Count how many lines in the entries below hold "that". Only the number belongs in the answer.
Given records below:
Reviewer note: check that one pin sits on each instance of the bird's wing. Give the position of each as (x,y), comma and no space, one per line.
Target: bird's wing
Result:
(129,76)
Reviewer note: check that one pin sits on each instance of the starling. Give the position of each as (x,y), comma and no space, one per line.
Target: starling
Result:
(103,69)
End of Given records.
Given records below:
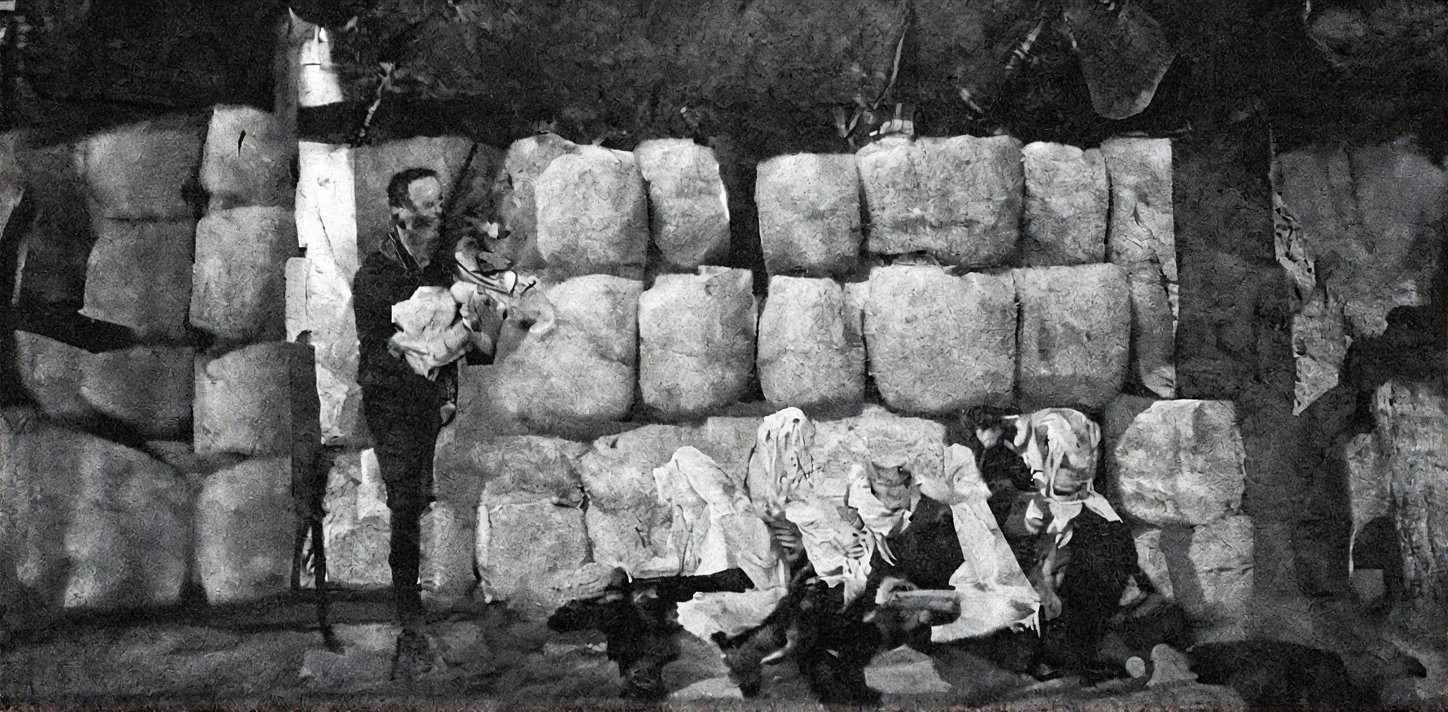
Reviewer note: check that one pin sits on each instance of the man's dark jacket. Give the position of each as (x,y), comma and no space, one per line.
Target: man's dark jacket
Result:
End of Given records.
▸ **Answer box**: 3